Agir contre les prédateurs de la protection animale, oui c’est possible !

Pourquoi dénoncer les harceleurs et pervers dans le milieu de la protection animale renforce cette cause : exemples avec les blogs « Balance ton pourri », « Le Pornifieur » ou maintenant « Plus jamais dans la PA ».

Pourquoi des blogs comme « Balance ton pourri », « Le Pornifieur » ou maintenant « Plus jamais dans la PA » existent ? Parce qu’il faut parler des prédateurs qui sévissent dans un milieu où 80% des militants sont en fait des militantEs ! Et malgré cette proportion écrasante de femmes, trop peu nombreuses sont encore les exclusions et les mises en garde publiques ! Car oui, les prédateurs peuvent compter sur les solidarités masculines (mais pas que…) pour étouffer les témoignages des victimes et continuer à sévir dans les mêmes associations. Parfois, ils sont écartés, mais dans l’omerta la plus complète. Devenus indésirables dans l’association A, ils vont juste se faire oublier quelques mois puis revenir, ou aller dans l’association B et recommencer.

• _Données sources_

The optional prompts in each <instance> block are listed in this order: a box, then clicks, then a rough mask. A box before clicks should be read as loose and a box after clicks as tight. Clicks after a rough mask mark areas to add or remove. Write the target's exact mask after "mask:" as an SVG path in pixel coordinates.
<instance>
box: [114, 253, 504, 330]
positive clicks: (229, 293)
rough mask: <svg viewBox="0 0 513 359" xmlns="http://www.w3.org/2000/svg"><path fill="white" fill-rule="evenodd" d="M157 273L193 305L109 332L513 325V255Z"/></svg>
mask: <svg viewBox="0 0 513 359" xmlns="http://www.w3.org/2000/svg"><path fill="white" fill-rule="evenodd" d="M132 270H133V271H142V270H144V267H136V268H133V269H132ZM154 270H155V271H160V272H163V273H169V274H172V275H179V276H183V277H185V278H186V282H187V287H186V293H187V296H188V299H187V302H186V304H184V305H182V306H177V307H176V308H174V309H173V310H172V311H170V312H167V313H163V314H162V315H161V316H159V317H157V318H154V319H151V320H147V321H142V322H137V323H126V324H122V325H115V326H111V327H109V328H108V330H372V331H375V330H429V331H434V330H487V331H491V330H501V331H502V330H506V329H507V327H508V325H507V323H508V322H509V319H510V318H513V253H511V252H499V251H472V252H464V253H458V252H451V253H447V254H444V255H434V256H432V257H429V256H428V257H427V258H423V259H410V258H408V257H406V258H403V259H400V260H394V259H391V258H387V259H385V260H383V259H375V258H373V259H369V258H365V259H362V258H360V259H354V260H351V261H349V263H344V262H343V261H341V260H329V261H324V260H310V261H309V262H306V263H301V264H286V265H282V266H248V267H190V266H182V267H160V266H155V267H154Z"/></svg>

• _Consignes_
a) D'après le texte sur les prédateurs dans la protection animale, quelle part des militants sont des femmes ?
b) Recopiez sans rien changer le passage du texte sur les prédateurs dans la protection animale situé entre « Pourquoi des blogs » et « B et recommencer. », bornes comprises.
c) Rédigez la suite du texte sur les prédateurs dans la protection animale, à partir de sa dernière phrase.

• _Réponses_
a) 80 %.

b)
Pourquoi des blogs comme « Balance ton pourri », « Le Pornifieur » ou maintenant « Plus jamais dans la PA » existent ? Parce qu’il faut parler des prédateurs qui sévissent dans un milieu où 80% des militants sont en fait des militantEs ! Et malgré cette proportion écrasante de femmes, trop peu nombreuses sont encore les exclusions et les mises en garde publiques ! Car oui, les prédateurs peuvent compter sur les solidarités masculines (mais pas que…) pour étouffer les témoignages des victimes et continuer à sévir dans les mêmes associations. Parfois, ils sont écartés, mais dans l’omerta la plus complète. Devenus indésirables dans l’association A, ils vont juste se faire oublier quelques mois puis revenir, ou aller dans l’association B et recommencer.

c)
Nous utilisons des images chocs d’abattoirs ou d’élevages pour que les gens ne puissent plus détourner les yeux, leur montrer l’insoutenable vérité qu’ils prennent soin d’ignorer et que le complexe agro-industriel tait ! Mais quand il s’agit de dénoncer les bourreaux dans nos propres rangs, c’est le silence ! Les victimes feraient du mal à la cause, l’affaibliraient en donnant des arguments à nos adversaires, ou seraient carrément des agents à la solde de l’agrobusiness ! Bref, faire culpabiliser les victimes plutôt que d’agir contre les personnes qui s’en sont prises à elle !

En voulant donner droit au respect et à la vie aux animaux non-humains, on finit par remettre en cause les droits et la vie d’une partie de l’humanité : les femmes, mais aussi toutes les minorités. Ce ne sont pas les victimes qui font du mal à la protection animale, ce sont les prédateurs qui en ont fait leur terrain de chasse : les violeurs, les violents, les harceleurs… Et leurs crimes ne doivent pas être tus. Alors que nous voulons un monde plus égal pour toutes et tous, humain-e-s et non-humain-e-s, c’est la culture du viol qui fait des ravages dans nos rangs !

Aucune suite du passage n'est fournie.